**WORK TASK**: Give back, exactly as written, the lines from the first line of the data below through the line with "[(1197, 830), (453, 663)]", and omit the pictures.

**PROVIDED DATA**:
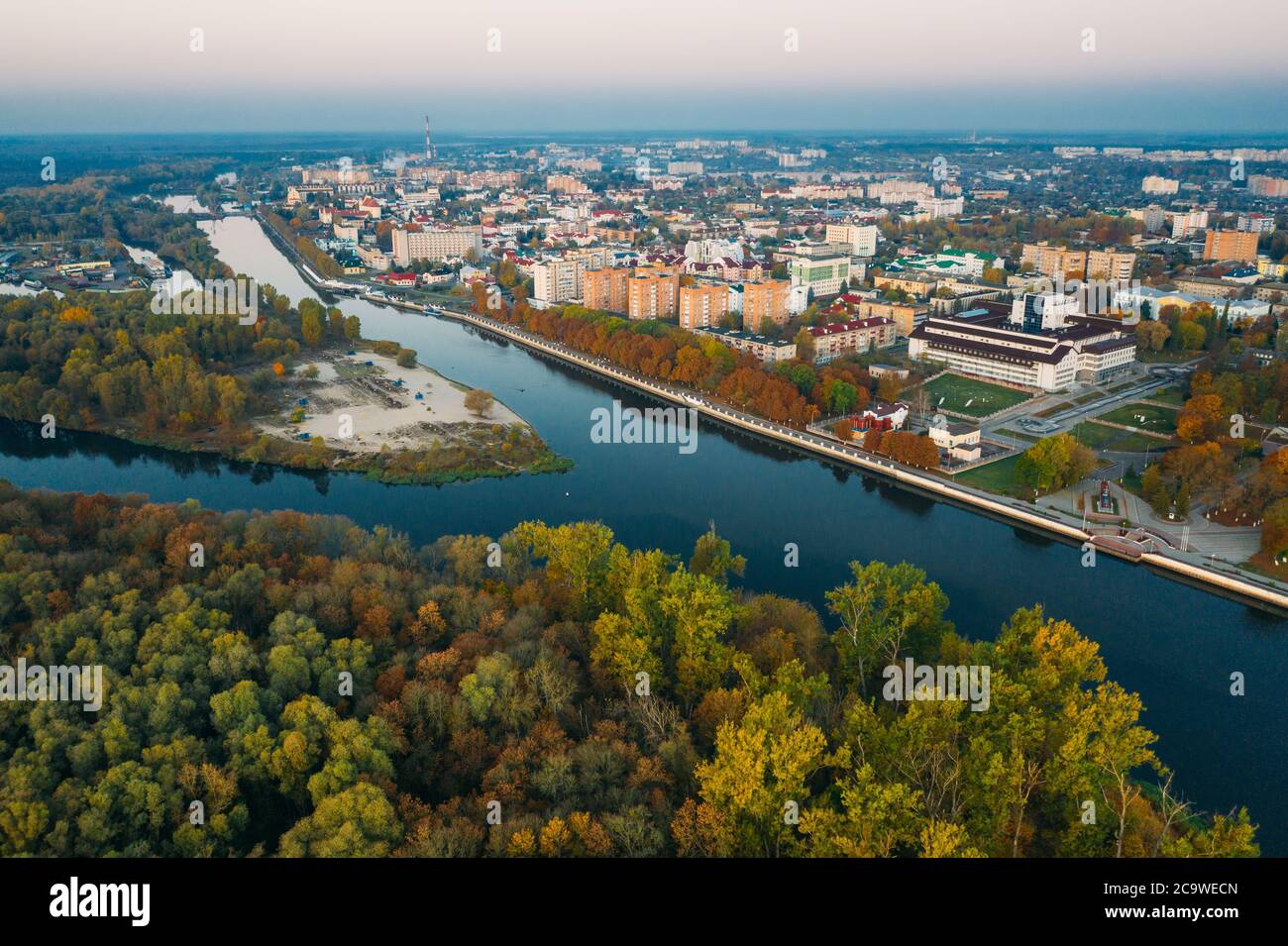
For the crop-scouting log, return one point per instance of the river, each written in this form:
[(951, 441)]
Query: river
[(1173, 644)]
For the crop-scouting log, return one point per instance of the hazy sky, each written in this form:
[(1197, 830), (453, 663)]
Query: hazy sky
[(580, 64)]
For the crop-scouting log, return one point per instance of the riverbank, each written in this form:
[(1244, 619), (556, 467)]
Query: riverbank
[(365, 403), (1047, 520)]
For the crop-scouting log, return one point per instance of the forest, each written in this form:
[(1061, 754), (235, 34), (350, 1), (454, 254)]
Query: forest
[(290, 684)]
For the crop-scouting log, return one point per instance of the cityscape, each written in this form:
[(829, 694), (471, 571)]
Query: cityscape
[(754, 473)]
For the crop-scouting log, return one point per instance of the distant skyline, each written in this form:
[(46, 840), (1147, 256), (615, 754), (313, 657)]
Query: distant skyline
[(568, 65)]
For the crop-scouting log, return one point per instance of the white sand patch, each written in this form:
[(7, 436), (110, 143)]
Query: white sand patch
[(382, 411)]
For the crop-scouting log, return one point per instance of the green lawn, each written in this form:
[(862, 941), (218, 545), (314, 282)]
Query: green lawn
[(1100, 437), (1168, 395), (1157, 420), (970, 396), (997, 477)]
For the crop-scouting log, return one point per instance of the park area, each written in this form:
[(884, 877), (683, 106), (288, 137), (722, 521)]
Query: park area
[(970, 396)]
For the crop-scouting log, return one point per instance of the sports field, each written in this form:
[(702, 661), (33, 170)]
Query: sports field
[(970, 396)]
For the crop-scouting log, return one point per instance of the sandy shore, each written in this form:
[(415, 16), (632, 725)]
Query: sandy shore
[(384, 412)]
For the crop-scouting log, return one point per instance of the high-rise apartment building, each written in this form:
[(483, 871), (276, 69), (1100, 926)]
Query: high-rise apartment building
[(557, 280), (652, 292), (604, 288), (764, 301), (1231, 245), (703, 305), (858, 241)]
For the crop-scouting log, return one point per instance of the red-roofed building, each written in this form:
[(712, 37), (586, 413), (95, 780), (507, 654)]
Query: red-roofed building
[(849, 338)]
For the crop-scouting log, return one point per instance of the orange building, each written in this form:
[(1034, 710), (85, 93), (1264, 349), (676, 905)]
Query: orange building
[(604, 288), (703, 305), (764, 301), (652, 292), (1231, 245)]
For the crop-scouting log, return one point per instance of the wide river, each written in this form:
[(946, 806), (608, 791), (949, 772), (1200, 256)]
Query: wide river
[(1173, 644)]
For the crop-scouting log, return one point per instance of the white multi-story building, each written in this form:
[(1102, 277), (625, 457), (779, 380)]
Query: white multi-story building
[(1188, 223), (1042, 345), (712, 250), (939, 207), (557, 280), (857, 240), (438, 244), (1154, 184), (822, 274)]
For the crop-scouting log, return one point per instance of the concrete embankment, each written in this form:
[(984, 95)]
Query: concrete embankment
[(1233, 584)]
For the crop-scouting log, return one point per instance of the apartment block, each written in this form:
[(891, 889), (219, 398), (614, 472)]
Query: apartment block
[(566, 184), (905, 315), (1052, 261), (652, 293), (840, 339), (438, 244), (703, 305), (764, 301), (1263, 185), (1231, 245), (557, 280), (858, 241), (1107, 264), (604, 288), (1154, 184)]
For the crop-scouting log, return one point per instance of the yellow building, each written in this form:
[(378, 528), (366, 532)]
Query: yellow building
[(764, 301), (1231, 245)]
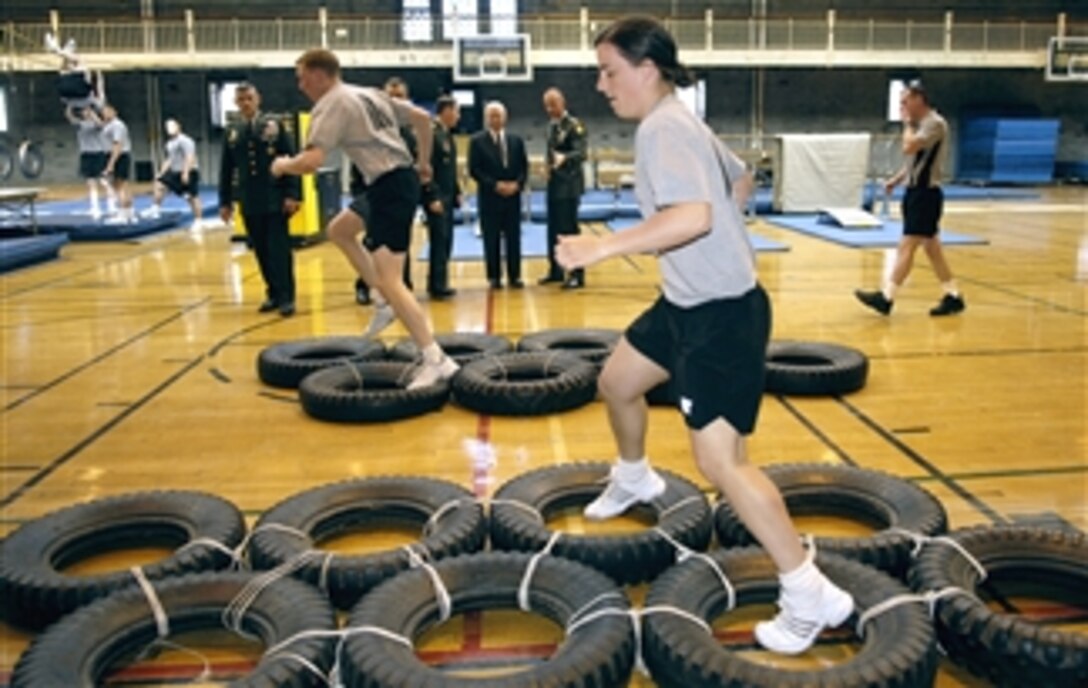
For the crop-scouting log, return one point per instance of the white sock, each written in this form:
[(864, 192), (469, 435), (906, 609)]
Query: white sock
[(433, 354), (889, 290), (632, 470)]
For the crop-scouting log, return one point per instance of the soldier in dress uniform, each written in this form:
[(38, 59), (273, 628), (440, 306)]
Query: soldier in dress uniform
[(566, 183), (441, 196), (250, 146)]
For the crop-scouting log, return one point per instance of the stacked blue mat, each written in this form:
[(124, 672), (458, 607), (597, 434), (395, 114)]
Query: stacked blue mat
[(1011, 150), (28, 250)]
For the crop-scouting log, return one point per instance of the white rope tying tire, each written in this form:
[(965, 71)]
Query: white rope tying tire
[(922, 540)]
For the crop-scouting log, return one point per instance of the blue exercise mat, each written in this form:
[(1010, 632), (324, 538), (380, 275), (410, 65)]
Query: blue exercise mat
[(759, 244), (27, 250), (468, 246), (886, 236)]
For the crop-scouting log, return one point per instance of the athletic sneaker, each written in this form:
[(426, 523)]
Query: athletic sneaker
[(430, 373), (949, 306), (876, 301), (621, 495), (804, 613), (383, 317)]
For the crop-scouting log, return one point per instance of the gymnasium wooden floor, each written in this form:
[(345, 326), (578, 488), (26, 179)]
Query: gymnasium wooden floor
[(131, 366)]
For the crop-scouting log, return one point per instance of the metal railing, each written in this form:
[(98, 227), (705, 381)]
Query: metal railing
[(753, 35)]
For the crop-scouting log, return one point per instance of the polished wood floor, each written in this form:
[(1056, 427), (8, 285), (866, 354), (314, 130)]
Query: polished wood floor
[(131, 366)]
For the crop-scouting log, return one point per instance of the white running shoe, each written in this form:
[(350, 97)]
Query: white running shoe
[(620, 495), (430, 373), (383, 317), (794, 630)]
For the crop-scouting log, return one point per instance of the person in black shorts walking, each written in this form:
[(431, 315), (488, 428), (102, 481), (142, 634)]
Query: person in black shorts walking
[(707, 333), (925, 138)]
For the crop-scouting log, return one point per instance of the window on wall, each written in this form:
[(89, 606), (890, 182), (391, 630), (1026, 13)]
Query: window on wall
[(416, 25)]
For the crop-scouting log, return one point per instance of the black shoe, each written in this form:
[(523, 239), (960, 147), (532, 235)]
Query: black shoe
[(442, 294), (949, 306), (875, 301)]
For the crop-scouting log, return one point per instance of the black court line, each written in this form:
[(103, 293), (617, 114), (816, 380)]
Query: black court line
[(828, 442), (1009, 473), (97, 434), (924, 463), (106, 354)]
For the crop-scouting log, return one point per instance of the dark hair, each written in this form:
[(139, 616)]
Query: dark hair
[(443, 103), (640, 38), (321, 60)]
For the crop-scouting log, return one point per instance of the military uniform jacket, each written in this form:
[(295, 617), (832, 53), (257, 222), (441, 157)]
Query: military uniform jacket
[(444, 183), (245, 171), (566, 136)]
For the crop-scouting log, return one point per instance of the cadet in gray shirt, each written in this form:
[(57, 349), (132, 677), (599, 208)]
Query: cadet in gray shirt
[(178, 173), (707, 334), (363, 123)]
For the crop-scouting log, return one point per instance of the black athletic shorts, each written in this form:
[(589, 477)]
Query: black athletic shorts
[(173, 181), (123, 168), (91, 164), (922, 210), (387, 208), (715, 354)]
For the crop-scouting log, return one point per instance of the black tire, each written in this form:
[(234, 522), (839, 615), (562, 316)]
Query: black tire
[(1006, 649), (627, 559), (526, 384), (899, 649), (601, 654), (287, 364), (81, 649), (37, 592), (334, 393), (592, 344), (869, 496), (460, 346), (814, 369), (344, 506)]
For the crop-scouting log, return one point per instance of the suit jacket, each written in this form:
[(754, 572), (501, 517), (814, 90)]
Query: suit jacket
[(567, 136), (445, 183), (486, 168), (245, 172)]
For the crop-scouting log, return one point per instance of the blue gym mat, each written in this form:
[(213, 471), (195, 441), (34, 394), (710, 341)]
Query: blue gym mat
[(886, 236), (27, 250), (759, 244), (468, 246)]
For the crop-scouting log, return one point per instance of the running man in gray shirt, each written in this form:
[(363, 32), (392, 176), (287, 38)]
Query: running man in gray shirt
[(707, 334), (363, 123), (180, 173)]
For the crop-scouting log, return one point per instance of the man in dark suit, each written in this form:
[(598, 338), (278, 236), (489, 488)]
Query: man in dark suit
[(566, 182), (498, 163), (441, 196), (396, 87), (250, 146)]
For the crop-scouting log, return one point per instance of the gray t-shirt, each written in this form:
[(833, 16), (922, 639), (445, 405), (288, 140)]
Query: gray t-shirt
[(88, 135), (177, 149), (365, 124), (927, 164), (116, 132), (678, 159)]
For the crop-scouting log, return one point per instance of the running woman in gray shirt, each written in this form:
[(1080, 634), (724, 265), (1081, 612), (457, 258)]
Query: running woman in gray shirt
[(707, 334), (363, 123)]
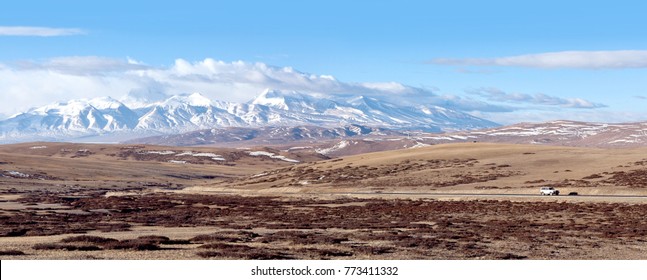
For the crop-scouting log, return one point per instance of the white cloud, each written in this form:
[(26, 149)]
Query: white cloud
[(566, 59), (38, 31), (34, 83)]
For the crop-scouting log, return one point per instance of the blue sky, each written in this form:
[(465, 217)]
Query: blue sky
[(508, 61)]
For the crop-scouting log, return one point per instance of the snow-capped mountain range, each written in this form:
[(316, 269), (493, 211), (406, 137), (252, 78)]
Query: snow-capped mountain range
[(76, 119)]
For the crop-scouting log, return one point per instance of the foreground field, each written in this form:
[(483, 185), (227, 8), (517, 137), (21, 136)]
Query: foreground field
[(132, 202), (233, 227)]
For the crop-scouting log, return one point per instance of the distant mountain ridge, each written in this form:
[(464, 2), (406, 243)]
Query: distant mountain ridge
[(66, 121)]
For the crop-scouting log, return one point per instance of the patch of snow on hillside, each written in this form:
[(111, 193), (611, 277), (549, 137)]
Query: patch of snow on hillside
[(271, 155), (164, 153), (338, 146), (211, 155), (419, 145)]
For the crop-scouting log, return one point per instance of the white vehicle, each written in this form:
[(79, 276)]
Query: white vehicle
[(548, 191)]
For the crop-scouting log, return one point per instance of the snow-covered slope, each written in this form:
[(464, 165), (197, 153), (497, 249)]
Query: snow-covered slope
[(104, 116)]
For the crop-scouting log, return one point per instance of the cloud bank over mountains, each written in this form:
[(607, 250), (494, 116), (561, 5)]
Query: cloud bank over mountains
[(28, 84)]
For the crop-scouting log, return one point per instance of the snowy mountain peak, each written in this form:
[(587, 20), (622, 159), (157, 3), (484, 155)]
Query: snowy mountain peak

**PROBLEM SOLUTION**:
For the crop-scouting log, return one point per instance of the river, each written in this form:
[(951, 441)]
Query: river
[(1173, 644)]
For the crop-scouting log, return one point per instance of the hazy sky, each written in this form:
[(1197, 830), (453, 663)]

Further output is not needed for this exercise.